The DNA Thief: Asian ‘Corpse Flower’ Steals Host’s DNA

RafflesiaCantleyi10Rafflesia cantleyi. Photo: W. K. Fletcher & D. M. Baylis.
 

Do you remember Little Shop of Horrors? The musical where a huge cannibal plant named Audrey II, with cries of ‘Feeeeed meehhh, Seymour!’, comes to take over an entire city? The show ends with a raucous musical number offering the audience one piece of advice: Don’t Feed the Plants.

 

Well, we reckon we might just have found Audrey II’s real life equivalent. Rafflesia cantleyi, the parasitic ‘corpse flower’ (don’t ya just love it already?) of Borneo/Malaysia  has been revealed to exhibit some very creepy behaviour indeed. Not content with just smelling like rotten flesh to attract flies and scavenging beetles as pollinators (what’s wrong with a nice bee, that’s what we want to know? They’re fuzzy and like honey), it has been revealed that the cadaverous bloom has been going around stealing chunks of its host plant’s DNA.

 

The corpse plant, you see, is a parasite. It attaches itself to grape vines, figuring that if grape plants are daft enough to grow their own structures, then the corpse plant isn’t going to be mug enough not to use them. But now scientists from Harvard University’ Herbaria have discovered that the creepy corpse plant is actually using the poor grapes for much more than just support: it’s taking what they are.

■ Task item
Please extend the article about the corpse flower that steals its host's DNA, picking up after its final sentence. The data has no connection to the corpse flower article.

■ Information supplied
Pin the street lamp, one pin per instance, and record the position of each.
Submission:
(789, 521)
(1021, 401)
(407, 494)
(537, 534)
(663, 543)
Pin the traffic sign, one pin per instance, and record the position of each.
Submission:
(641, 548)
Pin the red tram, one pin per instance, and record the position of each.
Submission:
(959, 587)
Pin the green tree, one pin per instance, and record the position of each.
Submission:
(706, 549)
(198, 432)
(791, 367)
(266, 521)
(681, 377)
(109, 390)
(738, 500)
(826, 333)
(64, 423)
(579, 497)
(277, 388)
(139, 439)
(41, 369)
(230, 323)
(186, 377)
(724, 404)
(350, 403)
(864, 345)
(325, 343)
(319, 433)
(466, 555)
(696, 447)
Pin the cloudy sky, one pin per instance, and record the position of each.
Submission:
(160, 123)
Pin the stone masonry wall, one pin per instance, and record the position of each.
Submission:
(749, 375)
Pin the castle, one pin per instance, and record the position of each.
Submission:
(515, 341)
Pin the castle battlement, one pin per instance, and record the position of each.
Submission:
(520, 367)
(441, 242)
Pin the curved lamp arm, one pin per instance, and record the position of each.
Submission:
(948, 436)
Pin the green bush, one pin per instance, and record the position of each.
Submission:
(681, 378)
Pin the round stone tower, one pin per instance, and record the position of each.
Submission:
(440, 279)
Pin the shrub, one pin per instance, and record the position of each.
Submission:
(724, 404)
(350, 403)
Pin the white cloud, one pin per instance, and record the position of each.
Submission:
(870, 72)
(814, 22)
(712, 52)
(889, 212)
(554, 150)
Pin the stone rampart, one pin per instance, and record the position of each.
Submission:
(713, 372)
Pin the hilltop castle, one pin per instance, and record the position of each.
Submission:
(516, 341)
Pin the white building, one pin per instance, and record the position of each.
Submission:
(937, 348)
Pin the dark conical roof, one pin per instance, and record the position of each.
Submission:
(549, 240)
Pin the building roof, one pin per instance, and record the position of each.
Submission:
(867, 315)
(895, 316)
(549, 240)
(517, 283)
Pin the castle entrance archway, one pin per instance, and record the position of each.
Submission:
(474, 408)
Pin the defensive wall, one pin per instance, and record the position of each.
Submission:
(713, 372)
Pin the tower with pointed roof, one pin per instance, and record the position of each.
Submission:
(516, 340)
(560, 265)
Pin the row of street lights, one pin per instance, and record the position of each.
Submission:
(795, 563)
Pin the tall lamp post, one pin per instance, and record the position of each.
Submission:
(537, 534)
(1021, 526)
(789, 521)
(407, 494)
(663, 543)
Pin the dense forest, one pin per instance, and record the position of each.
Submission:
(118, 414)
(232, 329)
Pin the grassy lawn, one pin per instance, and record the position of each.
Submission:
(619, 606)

■ Exercise result
The corpse plant now has a section of its genetic code which is more like its host’s genes than it’s own – despite the two plants being genetically separated by more than a hundred million years of evolution.

 

And as if the whole thing wasn’t odd enough, the scientists who discovered this aren’t even entirely sure why ol’ corpsey is doing this. ‘At the outset, we wondered if it could be that a subset of these genes might provide some defence from the host mounting an attack,’ said Harvard's Professor Charles Davis.

‘However, the genes coming to the flowers represent a broad swath of functions, including respiration, metabolism and perhaps some useful for defence. If so, these findings might reflect a sort of genomic camouflage, or genomic mimicry for the parasite.’

Whatevr the corpse plant’s motives, we’re willing to bet they’re not good. Feeeeeeeeeeeedddd meeeehh, Grapevine!

  Audrey2B_2514

So remember, kids: don’t feed the plants. Especially not with bits of your genetic code; who knows what they might get up to.